[Begin Stored records]
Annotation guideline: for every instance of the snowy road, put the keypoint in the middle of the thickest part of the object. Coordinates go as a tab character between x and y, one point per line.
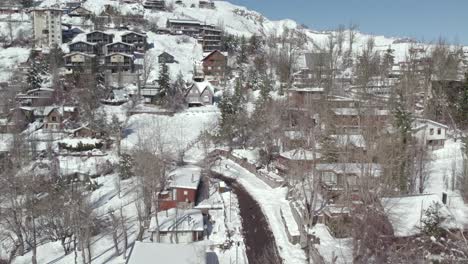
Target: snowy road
259	240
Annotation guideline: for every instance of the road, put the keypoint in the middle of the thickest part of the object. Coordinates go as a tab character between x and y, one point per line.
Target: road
260	243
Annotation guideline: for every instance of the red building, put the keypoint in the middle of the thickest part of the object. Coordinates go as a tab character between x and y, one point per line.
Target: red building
182	188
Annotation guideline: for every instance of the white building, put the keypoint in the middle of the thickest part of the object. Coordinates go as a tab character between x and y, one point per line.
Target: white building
47	27
429	132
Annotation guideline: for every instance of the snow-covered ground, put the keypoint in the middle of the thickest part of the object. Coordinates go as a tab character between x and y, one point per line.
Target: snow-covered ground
271	201
171	134
446	164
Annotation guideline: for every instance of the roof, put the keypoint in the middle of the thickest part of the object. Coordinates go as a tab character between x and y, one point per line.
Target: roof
351	168
82	41
184	21
178	220
424	121
119	42
300	154
202	86
120	53
405	213
211	53
187	177
308	89
133	32
345	140
79	53
146	253
98	31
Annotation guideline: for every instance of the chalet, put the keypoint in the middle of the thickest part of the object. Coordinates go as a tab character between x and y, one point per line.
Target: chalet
78	61
318	62
145	252
166	58
210	38
178	225
339	176
182	189
80	12
139	40
406	212
214	65
119	47
83	46
36	97
303	78
351	120
55	116
200	93
155	4
430	133
119	62
99	37
86	132
297	159
163	31
69	33
184	27
305	97
206	4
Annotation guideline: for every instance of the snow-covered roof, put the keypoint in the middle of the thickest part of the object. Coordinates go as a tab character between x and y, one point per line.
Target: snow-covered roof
352	168
146	253
79	53
184	21
187	177
120	53
308	89
133	32
83	41
421	122
300	154
119	42
202	86
178	220
345	140
405	213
[End Stored records]
● **Stated goal**: Format the items above as a two-column CSV with the header item_text,answer and one row per item. Put each item's text and its answer in a quoted field apiece, replace line breaks with spaces, and leave out the pictures.

● **Solved problem**:
item_text,answer
"Annotation guideline: for every instance of the snowy road, put the keypoint in the middle of the thickest part of the object. Coordinates go as a tab character between x and y, one point per line. Target: snowy road","259	240"
"Annotation guideline: for every instance of the road, put the keypoint in the middle of the thickest part of the object. Coordinates go as a tab character between x and y, one point per line. Target: road","260	243"
"Annotation guideline: for every instance of the red building, put the keypoint in the middle of the thickest part of the object. Coordinates go as a tab character between x and y, one point per line. Target: red building","182	188"
"Annotation guideline: for every instance of the white building, put the keypoint in the middle of the thickest part of the object. Coordinates go as a tab character between x and y, one point per line. Target: white building","47	27 429	132"
"Annotation guideline: for every instance of the snow-covered ground, put the keypoint in the middle of the thickest part of the object. Coordinates go as a tab character between x and y, one point per line. Target: snow-covered ground","271	201 171	134 446	164"
"Annotation guideline: for every instance of the roof, put the keypoint in the middle of the thickest part of the object. Coordinates go as a tab character between x and y, one point per line. Target: roof","351	168 82	41 184	21 178	220 424	121 119	42 300	154 202	86 120	53 405	213 211	53 187	177 308	89 133	32 345	140 79	53 146	253 98	31"
"Annotation guideline: for every instance of the chalet, put the keypoint in the middle of the thickest part of the object. Coordinates go as a tab character between x and y, one point per line. Target: chalet","78	61 318	62 145	252 166	58 210	38 178	225 339	176 182	189 80	12 139	40 406	212 214	65 119	47 83	46 36	97 303	78 351	120 55	116 200	93 155	4 430	133 119	62 99	37 86	132 297	159 163	31 69	33 184	27 305	97 206	4"
"Annotation guideline: for every instance of the snow-covered roof, put the keypoint in the middle of the thickest part of the object. Coordinates go as a tab character between x and y, one point per line. Target: snow-covered roof","352	168 146	253 79	53 184	21 187	177 120	53 308	89 133	32 83	41 421	122 300	154 119	42 202	86 178	220 345	140 405	213"